La forma literaria nace como resultado de haber encontrado el
gesto, el tono. Cuántas cosas hubiéramos escrito y no han pasado a la palabra
por no haber encontrado el gesto, el tono en el que se desplegarían con
naturalidad. Cuántas cosas llevamos encima sin poderlas expresar porque nos
falta el tono, el punto de vista, la situación exacta que debemos adoptar. ¿Y
cuál es esa posición que adopta el escritor Saramago, la que le permite ser
escritor?
El primer rasgo de su modo, el que cautiva y engancha, el que
nos hace reconocernos inmediatamente en él, es su ironía. Saramago encontró
el tono, ese manantial del que fluye su obra, desde el momento en que la vida
vivida le convirtió en un irónico. Pero su ironía se dirige, inmediatamente,
hacia la narración misma. No hacia el lenguaje como tal, no hacia las palabras,
sino hacia el estilo narrativo, hacia el modo en que se cuentan las historias. Y
aquí es donde sintoniza con la sensibilidad finisecular. Hoy ya no se pueden
contar las cosas sin más, como si no hubiera pasado nada, como si la literatura
fuera un reino ideal, un parque temático, un mundo virtual. Hemos asistido a un
siglo de conflictos terribles, hemos visto el horror con mayúsculas, hemos
presenciado el fracaso de todas las revoluciones, el descreimiento de todas las
creencias y, sin embargo, aquí estamos, asistiendo atónitos a nuestra propia
existencia. ¿Qué nos queda? ¿De dónde sacamos fuerzas para vivir? La ironía
es el acto por el que nos redimimos de nuestro horror para decir: pues bien, aquí
estamos. El escepticismo jamás tocará fondo, nunca nos hará volver a nosotros
mismos. El nihilismo chocará siempre con nuestra presencia, con nuestra incómoda,
quizá absurda, en todo caso mostrenca e incontestable presencia. Estos somos y
aquí estamos. No podemos proponer nada nuevo, pues ¿qué podríamos proponer
que no fuera automáticamente destrozado por el escepticismo y por el nihilismo?

DATOS RECOPILADOS –
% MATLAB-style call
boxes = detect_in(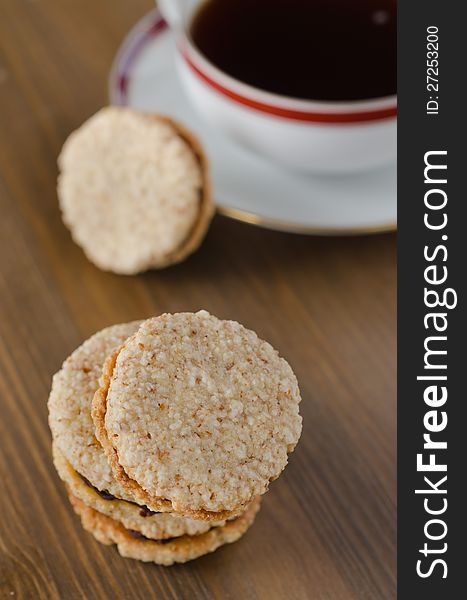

TAREA – Por favor, indica cuál es, según el fragmento, el primer rasgo del modo de Saramago. El material no guarda relación con el fragmento.

SOLUCIÓN – Su ironía.